Reading text Block Start

John Calder
It was in the early fifties that Ken McCormick of Doubleday told me of a new publisher in New York who might be interested in the kind of publishing in which I was already engaged in London. I met Barney Rosset in his new office, and later in the early evening he phoned me to invite me to dinner. He then picked me up at the Gotham Hotel with his girlfriend, a pretty artist called Link, and we dined at the Coq d’Or nearby.
In a short time I had arranged to import his first Evergreen books and later Evergreen Reviews into Britain, including the first post-war edition of Samuel Beckett’s Murphy, and being interested in contemporary French literature, we were soon sharing translation costs of authors like Robbe-Grillet and Marguerite Duras. From him I acquired Alexander Trocchi and I sold him Aidan Higgins, and so it went on with a few ups and downs. When we both contracted the second two parts of Beckett’s Molloy trilogy, written in French, but could not get Molloy because Maruice Girodias of Olympia Press had the rights, I worked out a plan whereby the three of us would each bring out his own edition of the three by exchanging contracts.
My activities as literary organizer of writer’s conferences for the Edinburgh Festival, a new literary innovation for a festival specializing in music, drama and the plastic arts – led to William Burroughs and Henry Miller getting British recognition (Miller was already contracted to Barney thanks to Girodias), and in 1963 I contracted and then published Tropic of Cancer. Barney wanted to offset his legal expenses by co-publishing the British edition, but as he withheld the contract until after publication, he lost the opportunity. This led to a long war between us, lasting about a decade with no cooperation, especially over translations or exchanges of authors. But the quarrel was made up, although other events sometimes soured what was often a close relationship.

Reading text Block End
Supplied records Block Start

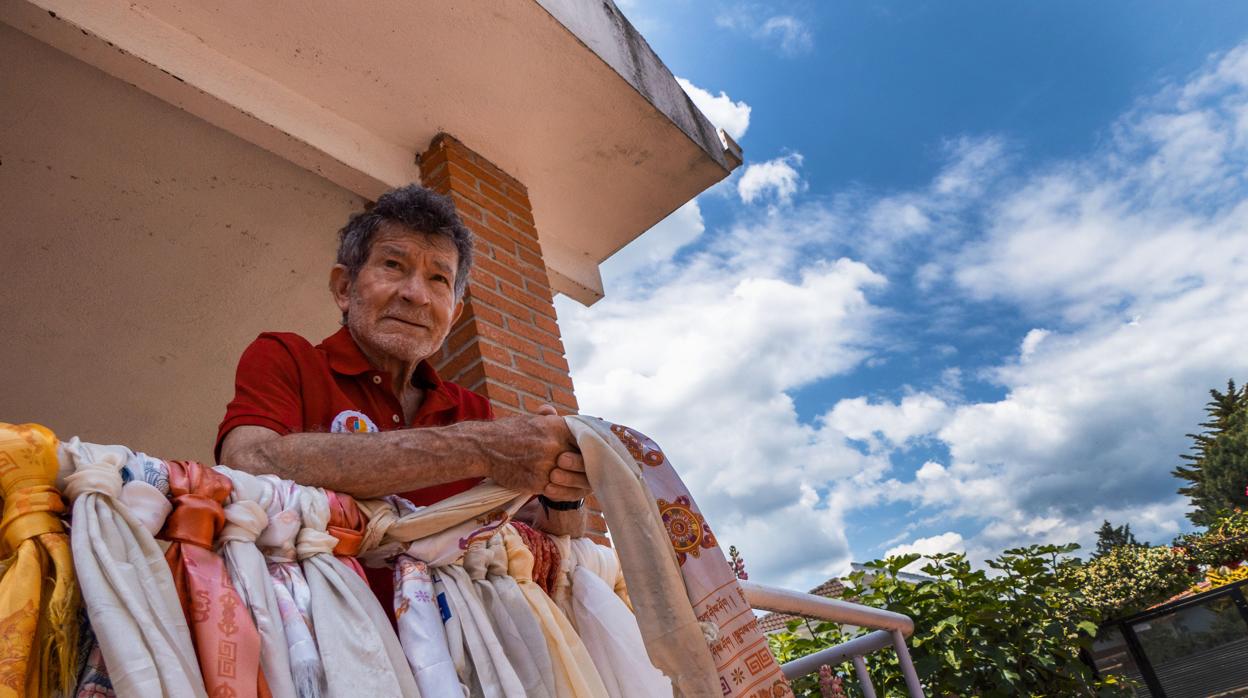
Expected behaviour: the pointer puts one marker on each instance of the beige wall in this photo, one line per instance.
(142, 250)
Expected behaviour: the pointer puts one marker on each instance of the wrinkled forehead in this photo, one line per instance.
(397, 239)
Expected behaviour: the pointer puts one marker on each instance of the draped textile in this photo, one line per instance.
(421, 629)
(511, 602)
(534, 672)
(494, 672)
(547, 560)
(347, 525)
(246, 518)
(290, 588)
(604, 562)
(357, 644)
(225, 636)
(613, 639)
(574, 673)
(39, 597)
(126, 583)
(669, 545)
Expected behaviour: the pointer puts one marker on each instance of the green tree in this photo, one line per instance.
(1217, 468)
(1015, 632)
(1110, 537)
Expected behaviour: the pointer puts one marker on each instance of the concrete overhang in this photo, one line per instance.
(562, 94)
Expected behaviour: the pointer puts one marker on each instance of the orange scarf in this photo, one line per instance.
(226, 641)
(39, 596)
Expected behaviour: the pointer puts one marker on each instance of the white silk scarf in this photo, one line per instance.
(126, 583)
(246, 518)
(355, 637)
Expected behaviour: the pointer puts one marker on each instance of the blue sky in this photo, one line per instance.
(970, 289)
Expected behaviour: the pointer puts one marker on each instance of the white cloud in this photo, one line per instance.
(731, 116)
(897, 423)
(776, 176)
(791, 36)
(655, 246)
(947, 542)
(1127, 265)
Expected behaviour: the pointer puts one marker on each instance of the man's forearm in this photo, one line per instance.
(371, 465)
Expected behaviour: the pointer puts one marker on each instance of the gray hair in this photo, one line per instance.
(413, 207)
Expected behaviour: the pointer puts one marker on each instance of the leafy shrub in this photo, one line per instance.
(1016, 632)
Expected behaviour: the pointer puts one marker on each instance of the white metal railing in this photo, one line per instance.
(890, 629)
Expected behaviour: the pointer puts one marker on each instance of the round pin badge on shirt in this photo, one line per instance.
(348, 421)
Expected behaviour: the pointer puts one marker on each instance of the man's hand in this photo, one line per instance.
(536, 455)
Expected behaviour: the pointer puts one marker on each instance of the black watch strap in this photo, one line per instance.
(560, 506)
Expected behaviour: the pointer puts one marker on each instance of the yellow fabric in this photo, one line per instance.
(575, 676)
(39, 596)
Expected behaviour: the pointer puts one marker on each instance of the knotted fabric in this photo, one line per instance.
(290, 588)
(574, 673)
(494, 673)
(536, 677)
(225, 636)
(669, 546)
(421, 629)
(39, 597)
(246, 518)
(126, 583)
(356, 641)
(347, 525)
(546, 556)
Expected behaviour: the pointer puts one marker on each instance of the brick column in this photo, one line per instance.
(507, 344)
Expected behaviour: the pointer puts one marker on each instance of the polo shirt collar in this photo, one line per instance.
(346, 358)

Supplied records Block End

- What this exercise asks:
1. Answer these questions about the text headed "John Calder":
(a) At which restaurant did the writer dine with Barney Rosset and Link?
(b) Which press held the rights to Molloy?
(c) In what year did the writer contract and then publish Tropic of Cancer?
2. Rewrite the part of the text headed "John Calder" starting at "In a short time" and ending at "by exchanging contracts.", substituting "printing costs" for "translation costs".

- Expected results:
1.
(a) The Coq d’Or
(b) Olympia Press
(c) 1963

2.
In a short time I had arranged to import his first Evergreen books and later Evergreen Reviews into Britain, including the first post-war edition of Samuel Beckett’s Murphy, and being interested in contemporary French literature, we were soon sharing printing costs of authors like Robbe-Grillet and Marguerite Duras. From him I acquired Alexander Trocchi and I sold him Aidan Higgins, and so it went on with a few ups and downs. When we both contracted the second two parts of Beckett’s Molloy trilogy, written in French, but could not get Molloy because Maruice Girodias of Olympia Press had the rights, I worked out a plan whereby the three of us would each bring out his own edition of the three by exchanging contracts.